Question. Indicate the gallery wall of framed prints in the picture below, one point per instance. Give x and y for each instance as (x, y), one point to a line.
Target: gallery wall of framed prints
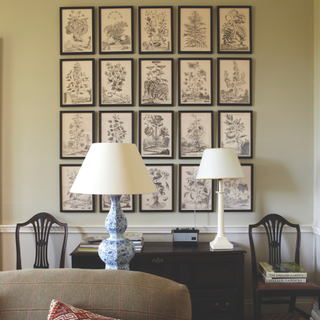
(173, 80)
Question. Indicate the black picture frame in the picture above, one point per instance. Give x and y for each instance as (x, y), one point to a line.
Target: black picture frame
(234, 37)
(80, 93)
(235, 130)
(234, 83)
(155, 29)
(116, 34)
(195, 29)
(77, 30)
(195, 73)
(116, 82)
(77, 133)
(163, 199)
(156, 82)
(195, 133)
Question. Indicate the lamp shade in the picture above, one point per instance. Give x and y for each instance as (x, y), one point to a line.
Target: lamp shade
(220, 163)
(113, 169)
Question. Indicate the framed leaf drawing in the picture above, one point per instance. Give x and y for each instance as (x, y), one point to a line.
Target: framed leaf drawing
(116, 30)
(195, 133)
(156, 134)
(194, 195)
(238, 193)
(234, 81)
(195, 82)
(77, 30)
(116, 82)
(156, 82)
(162, 200)
(73, 202)
(76, 82)
(234, 29)
(126, 202)
(235, 131)
(76, 133)
(155, 30)
(116, 126)
(195, 29)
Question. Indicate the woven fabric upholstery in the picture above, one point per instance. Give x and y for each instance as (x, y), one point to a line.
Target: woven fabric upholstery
(128, 295)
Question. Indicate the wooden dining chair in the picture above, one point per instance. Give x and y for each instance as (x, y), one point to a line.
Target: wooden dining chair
(273, 225)
(42, 223)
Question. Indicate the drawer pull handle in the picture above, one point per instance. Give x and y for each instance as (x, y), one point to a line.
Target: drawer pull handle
(157, 261)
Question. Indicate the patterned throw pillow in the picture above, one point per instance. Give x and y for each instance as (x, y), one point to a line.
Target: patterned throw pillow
(62, 311)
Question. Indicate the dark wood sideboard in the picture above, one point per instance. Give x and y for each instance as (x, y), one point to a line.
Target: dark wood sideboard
(215, 278)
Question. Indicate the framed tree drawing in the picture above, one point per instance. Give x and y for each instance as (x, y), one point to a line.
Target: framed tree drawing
(234, 81)
(195, 29)
(194, 195)
(77, 30)
(76, 82)
(156, 82)
(126, 202)
(195, 82)
(156, 134)
(234, 29)
(73, 202)
(162, 200)
(116, 30)
(116, 126)
(195, 133)
(235, 131)
(155, 30)
(116, 82)
(238, 193)
(76, 133)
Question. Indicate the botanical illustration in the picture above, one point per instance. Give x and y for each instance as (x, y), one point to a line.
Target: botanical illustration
(156, 82)
(195, 82)
(195, 133)
(162, 199)
(73, 201)
(234, 82)
(156, 134)
(235, 132)
(76, 30)
(77, 82)
(155, 29)
(116, 86)
(116, 29)
(194, 194)
(76, 134)
(116, 127)
(238, 192)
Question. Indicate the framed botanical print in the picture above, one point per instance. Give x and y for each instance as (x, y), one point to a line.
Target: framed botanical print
(194, 195)
(195, 29)
(156, 82)
(163, 199)
(195, 82)
(234, 29)
(116, 126)
(238, 193)
(155, 30)
(116, 30)
(195, 133)
(116, 82)
(76, 133)
(235, 131)
(77, 83)
(77, 30)
(73, 202)
(156, 134)
(234, 81)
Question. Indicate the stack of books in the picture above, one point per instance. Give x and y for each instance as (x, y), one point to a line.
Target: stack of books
(283, 272)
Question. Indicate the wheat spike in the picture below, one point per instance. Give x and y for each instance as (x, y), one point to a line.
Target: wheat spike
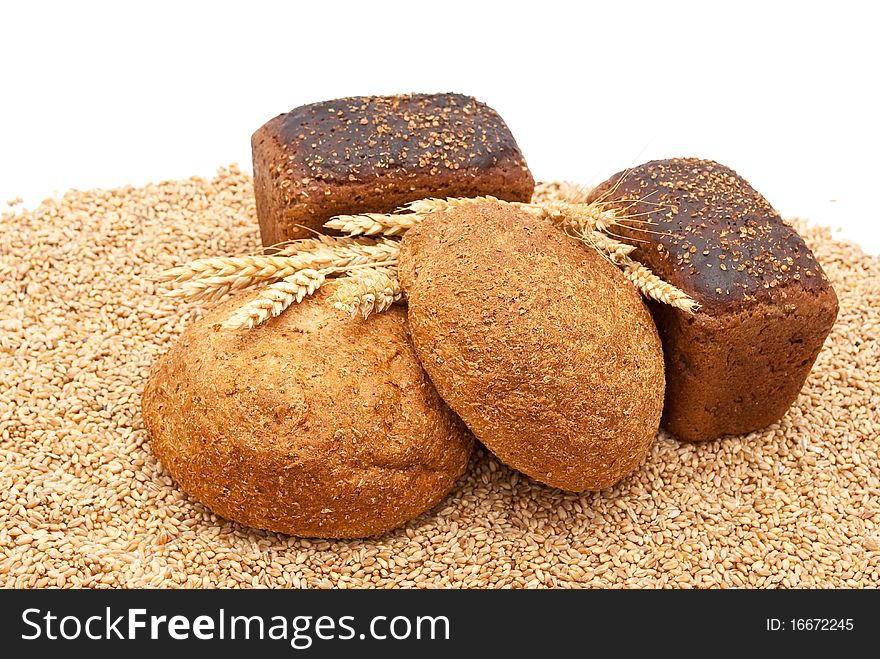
(394, 224)
(368, 290)
(433, 205)
(274, 299)
(650, 285)
(211, 278)
(549, 191)
(371, 224)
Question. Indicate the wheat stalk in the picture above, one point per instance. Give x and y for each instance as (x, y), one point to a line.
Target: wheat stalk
(650, 285)
(405, 218)
(211, 278)
(367, 291)
(574, 193)
(274, 299)
(297, 269)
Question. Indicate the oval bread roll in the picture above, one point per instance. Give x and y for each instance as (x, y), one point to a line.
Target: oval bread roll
(541, 346)
(312, 424)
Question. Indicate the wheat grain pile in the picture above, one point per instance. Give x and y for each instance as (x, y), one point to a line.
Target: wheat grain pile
(84, 503)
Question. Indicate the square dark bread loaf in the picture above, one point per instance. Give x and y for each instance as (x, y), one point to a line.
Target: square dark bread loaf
(376, 153)
(739, 363)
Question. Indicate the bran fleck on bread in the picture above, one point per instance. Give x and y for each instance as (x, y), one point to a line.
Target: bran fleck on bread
(542, 347)
(766, 304)
(312, 424)
(376, 153)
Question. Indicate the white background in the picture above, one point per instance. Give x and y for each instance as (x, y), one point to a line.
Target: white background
(103, 94)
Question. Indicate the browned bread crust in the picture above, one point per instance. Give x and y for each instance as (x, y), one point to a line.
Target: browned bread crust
(542, 347)
(376, 153)
(767, 306)
(311, 424)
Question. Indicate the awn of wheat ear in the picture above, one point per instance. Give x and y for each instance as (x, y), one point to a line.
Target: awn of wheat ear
(366, 258)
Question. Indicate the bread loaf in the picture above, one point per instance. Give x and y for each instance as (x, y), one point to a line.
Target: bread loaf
(376, 153)
(542, 347)
(766, 304)
(312, 424)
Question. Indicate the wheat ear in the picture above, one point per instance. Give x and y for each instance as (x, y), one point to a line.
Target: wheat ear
(274, 299)
(368, 290)
(650, 285)
(573, 193)
(211, 278)
(399, 222)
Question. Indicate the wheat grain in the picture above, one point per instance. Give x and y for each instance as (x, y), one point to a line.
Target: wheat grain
(433, 205)
(650, 285)
(86, 504)
(367, 291)
(210, 279)
(371, 224)
(274, 299)
(548, 191)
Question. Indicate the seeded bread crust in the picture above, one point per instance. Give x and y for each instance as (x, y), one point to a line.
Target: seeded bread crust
(376, 153)
(311, 424)
(542, 347)
(739, 363)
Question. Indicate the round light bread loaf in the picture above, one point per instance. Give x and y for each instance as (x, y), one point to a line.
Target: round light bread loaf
(541, 346)
(312, 424)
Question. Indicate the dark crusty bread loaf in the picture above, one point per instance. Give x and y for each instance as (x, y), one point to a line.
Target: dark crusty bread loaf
(542, 347)
(311, 424)
(375, 153)
(766, 305)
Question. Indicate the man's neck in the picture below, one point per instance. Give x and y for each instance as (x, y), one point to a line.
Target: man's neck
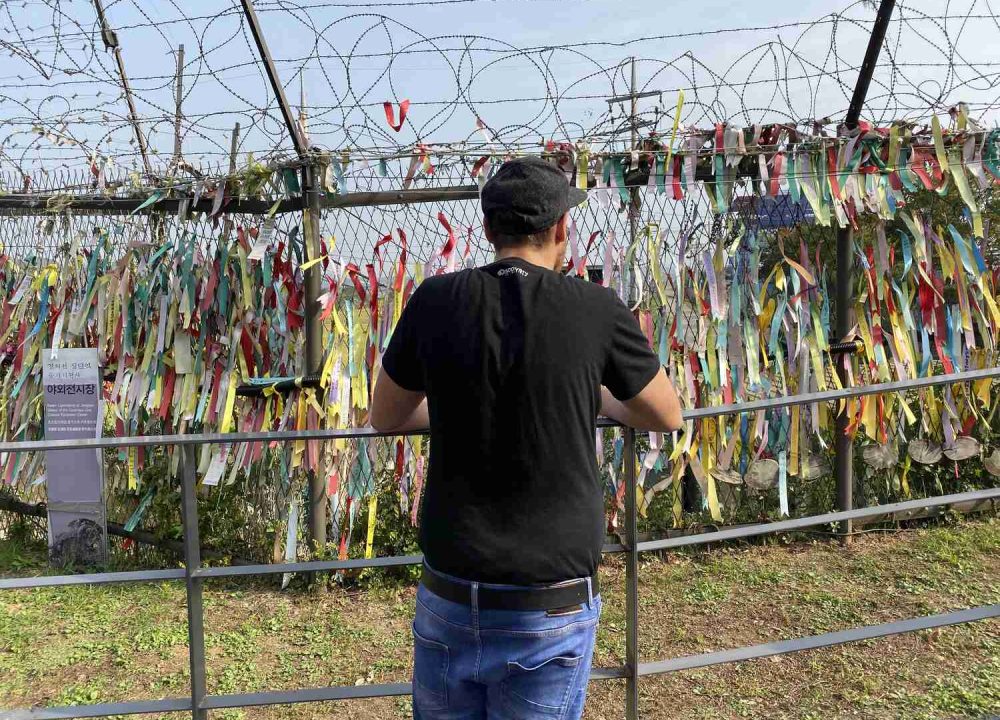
+ + + + +
• [Exercise details]: Please gather every line of the data above that contains the word "drawing", treating uppercase and lowercase letters as different.

• [Response to the exercise]:
Question. Indicate the framed leaf drawing in the picture above, one point per instance. Give x and y for each instance as (x, y), one point to a line.
Target: framed leaf drawing
Question. Indicate the framed tree drawing in the picture above, one point per instance. Give x and y for each instance as (x, y), one point to a line.
Target: framed tree drawing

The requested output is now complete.